(Texto seleccionado)
######

Hoy muchos hablan de un invierno árabe o de ocaso en oriente. Como dijo Shakira “aquí todo está peor, pero al menos aún respiro”. Las economías de estos países están más deterioradas que en 2011, los liderazgos son pocos, y parece que la región arrastra inercias que dificultan la alternancia del poder. En las calles se habla con mayor libertad, pero no se vive dignamente. En Túnez los jóvenes conforman el 85% de los desempleados, y se denuncian altos niveles de corrupción en el gobierno. En Egipto la participación política aún permanece restringida y las limitaciones a la protesta han aumentado. ¿A quién se debe responsabilizar por este resultado?

La mejor forma de caracterizar las protestas en Egipto y Túnez es probablemente con el término “refolution” propuesto por Asef Bayat, que combina el carácter ambivalente de la Primavera Árabe entre revolucionarios y reformistas. Fueron “revolucionarios en términos de movilización de masas, pero reformistas en términos de estrategia y visión de cambio”. Así, el mayor logro de estos movimientos fue la organización en espacios públicos y la presión ejercida a los gobiernos para forzar su salida, que no es poco para los contextos de represión política de estos espacios. Sin embargo, el enfoque reformista sí pudo haber minado el potencial transformador del movimiento.

######

(Datos)
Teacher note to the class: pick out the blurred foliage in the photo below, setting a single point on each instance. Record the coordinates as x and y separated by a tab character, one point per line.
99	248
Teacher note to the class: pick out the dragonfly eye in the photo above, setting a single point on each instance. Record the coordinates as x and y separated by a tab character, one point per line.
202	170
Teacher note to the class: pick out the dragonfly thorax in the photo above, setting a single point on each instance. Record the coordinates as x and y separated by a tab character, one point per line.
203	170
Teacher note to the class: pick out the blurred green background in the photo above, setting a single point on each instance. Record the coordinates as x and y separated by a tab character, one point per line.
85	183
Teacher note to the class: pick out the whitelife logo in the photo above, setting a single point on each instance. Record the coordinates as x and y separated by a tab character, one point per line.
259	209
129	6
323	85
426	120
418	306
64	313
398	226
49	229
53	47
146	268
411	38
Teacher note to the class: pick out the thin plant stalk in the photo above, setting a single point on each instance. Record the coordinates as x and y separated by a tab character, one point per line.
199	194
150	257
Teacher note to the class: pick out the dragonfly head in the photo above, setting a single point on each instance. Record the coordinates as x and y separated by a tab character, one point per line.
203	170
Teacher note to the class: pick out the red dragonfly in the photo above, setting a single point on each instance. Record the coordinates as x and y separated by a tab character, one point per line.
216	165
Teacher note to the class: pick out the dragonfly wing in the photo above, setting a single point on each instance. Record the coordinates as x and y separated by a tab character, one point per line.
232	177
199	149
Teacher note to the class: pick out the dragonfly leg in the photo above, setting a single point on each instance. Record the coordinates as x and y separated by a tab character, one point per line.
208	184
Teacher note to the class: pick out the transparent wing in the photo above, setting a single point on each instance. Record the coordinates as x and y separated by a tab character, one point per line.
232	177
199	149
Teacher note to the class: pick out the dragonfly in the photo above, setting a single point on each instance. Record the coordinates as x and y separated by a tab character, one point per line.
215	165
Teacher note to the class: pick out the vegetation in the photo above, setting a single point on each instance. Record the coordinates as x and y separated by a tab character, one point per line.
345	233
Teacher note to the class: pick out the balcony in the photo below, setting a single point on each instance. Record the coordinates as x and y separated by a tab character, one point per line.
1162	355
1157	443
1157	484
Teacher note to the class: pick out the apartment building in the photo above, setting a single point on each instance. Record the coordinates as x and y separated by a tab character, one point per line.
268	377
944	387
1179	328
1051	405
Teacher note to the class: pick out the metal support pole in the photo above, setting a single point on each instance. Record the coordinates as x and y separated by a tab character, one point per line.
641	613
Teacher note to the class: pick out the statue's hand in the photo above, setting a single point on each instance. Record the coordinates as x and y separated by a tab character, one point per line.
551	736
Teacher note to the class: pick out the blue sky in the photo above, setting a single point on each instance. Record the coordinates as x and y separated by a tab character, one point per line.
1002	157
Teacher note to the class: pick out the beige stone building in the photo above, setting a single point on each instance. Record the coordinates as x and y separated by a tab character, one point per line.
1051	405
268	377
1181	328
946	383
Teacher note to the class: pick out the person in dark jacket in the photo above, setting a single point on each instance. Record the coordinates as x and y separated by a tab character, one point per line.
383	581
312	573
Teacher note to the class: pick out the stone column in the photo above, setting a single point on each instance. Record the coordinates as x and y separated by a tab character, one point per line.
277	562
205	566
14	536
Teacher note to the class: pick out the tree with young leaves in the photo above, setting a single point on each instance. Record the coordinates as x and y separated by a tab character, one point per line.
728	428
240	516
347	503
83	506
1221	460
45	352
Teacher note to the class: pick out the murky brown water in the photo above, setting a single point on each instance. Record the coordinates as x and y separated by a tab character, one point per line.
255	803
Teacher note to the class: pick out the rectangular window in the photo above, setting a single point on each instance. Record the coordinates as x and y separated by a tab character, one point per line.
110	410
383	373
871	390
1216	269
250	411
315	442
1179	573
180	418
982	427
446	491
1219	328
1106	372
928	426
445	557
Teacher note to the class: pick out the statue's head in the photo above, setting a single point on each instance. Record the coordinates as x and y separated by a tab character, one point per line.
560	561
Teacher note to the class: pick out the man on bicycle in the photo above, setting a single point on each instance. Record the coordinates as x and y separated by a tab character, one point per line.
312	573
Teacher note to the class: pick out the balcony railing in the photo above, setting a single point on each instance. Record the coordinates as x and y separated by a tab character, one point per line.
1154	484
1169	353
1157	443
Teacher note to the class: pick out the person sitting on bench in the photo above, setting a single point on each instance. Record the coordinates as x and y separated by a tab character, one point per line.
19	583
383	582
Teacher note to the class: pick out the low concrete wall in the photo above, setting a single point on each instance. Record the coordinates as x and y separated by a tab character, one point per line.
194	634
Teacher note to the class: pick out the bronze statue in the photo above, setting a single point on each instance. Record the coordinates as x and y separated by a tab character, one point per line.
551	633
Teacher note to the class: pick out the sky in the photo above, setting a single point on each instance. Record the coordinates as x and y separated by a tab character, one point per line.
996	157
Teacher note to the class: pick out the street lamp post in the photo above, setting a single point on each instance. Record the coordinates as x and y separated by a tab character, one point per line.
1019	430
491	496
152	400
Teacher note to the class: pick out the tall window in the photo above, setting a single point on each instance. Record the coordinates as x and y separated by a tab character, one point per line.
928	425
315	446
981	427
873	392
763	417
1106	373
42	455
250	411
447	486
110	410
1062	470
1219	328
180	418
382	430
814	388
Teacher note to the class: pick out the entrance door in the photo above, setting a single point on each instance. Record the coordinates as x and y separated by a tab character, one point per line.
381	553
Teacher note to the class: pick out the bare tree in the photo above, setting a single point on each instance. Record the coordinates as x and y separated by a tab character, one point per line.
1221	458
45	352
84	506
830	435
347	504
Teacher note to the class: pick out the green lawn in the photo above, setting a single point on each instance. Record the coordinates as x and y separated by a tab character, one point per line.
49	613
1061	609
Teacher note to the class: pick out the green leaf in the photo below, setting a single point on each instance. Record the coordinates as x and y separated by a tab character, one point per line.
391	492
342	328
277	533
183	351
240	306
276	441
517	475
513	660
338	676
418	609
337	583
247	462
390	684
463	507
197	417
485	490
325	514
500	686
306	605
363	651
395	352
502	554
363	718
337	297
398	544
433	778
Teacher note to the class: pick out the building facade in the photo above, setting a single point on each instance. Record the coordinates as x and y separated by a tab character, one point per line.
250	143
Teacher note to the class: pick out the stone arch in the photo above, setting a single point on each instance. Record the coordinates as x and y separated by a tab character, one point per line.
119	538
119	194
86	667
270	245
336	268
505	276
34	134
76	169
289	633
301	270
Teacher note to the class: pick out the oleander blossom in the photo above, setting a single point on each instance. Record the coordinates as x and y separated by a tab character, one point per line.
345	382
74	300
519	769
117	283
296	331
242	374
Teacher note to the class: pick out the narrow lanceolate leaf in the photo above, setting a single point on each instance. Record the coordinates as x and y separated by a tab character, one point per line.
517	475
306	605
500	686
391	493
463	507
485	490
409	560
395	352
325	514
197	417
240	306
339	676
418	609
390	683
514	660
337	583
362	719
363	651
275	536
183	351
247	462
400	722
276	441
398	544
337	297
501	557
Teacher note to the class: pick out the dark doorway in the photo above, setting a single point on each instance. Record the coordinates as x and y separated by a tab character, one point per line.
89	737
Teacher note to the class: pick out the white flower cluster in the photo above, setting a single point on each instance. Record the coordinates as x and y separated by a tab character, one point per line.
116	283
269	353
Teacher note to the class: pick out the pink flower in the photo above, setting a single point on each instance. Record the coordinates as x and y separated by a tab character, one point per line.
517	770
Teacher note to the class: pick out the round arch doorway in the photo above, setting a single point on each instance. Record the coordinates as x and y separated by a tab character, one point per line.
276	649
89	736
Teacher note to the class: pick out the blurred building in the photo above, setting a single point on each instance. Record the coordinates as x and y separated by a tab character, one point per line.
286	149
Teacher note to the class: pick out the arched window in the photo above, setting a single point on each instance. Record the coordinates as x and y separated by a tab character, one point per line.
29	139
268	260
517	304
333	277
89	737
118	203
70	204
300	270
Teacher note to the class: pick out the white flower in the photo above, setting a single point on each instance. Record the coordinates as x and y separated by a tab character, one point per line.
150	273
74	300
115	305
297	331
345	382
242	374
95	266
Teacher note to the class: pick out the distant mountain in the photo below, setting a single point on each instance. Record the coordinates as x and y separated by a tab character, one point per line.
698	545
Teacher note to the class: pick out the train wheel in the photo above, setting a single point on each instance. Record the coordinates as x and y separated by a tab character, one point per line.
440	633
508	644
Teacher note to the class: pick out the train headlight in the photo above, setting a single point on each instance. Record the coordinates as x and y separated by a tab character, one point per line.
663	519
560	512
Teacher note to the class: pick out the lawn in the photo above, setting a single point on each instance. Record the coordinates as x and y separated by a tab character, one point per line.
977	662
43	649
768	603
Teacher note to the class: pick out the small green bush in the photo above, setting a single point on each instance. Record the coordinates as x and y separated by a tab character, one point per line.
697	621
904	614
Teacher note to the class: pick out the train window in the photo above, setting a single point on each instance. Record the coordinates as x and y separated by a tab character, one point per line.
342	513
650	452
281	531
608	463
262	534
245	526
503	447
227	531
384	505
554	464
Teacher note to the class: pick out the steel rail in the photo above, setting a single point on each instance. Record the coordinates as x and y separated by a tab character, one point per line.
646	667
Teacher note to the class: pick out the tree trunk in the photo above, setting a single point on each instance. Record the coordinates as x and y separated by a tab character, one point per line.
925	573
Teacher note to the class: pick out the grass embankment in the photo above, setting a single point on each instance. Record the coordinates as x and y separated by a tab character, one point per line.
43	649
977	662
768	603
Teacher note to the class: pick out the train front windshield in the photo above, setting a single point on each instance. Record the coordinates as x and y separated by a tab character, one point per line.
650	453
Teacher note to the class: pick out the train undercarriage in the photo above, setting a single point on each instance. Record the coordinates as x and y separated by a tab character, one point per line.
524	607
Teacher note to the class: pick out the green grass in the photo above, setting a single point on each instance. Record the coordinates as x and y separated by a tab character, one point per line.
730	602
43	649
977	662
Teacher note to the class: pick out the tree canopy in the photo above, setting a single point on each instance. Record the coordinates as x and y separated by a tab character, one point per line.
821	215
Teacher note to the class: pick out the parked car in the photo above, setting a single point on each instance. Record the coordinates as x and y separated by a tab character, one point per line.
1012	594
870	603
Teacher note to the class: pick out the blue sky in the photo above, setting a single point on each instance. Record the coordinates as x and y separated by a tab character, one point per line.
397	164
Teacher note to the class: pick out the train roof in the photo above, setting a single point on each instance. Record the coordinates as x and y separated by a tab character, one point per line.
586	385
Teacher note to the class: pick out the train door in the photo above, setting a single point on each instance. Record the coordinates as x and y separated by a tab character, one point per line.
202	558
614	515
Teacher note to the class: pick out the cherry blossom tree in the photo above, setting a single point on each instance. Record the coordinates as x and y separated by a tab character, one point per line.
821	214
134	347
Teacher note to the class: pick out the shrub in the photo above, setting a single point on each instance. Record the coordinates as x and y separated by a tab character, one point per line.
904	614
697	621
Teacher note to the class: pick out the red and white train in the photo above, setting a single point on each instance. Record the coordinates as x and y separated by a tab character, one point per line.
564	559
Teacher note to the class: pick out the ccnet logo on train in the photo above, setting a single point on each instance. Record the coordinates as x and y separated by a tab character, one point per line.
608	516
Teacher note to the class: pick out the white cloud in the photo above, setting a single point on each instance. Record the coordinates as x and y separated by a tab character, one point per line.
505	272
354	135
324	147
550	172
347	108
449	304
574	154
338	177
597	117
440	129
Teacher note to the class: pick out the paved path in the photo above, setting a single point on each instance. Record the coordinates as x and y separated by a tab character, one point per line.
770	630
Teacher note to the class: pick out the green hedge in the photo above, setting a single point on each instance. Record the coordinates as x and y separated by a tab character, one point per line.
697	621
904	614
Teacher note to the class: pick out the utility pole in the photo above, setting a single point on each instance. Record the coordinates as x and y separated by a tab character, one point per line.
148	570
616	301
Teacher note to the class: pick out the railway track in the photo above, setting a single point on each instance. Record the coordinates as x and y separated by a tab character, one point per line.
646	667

######

(Tareas pendientes)
• A. Según el texto sobre la Primavera Árabe, ¿qué porcentaje de los desempleados en Túnez corresponde a jóvenes?
• B. Explica, en una a tres oraciones, por qué el texto sobre la Primavera Árabe considera adecuado el término "refolution" para caracterizar las protestas en Egipto y Túnez.
• C. Prosigue el texto sobre la Primavera Árabe desde su última oración.

(Respuestas dadas)
• A. El 85%.

• B. El término recoge el carácter ambivalente de la Primavera Árabe entre revolucionarios y reformistas. Los movimientos fueron revolucionarios en la movilización de masas, pero reformistas en su estrategia y visión de cambio.

• C.
Ahora bien, si los activistas cumplieron su papel de reunir al público y convocar una conversación ¿dónde quedó la responsabilidad de los partidos políticos, las alianzas entre grupos y los diálogos establecidos con el gobierno? Optar por reformas parece ser más un síntoma de instituciones rígidas y cerradas, en lugar de una iniciativa en condiciones ideales. Cuando hablamos en el nombre de la revolución ¿sólo hablamos de quienes protestan o contamos a estos otros actores políticos? Ni hablar del caso de Siria o Libia, donde estos esfuerzos civiles chocaron directamente con grupos islamistas y complejizaron aún más sus conflictos. Para estos casos, el levantamiento popular elevó el nivel de confrontación ante actores mutuamente fortalecidos. En ambos casos quedan poblaciones masacradas y territorios desiertos, violentamente silenciosos.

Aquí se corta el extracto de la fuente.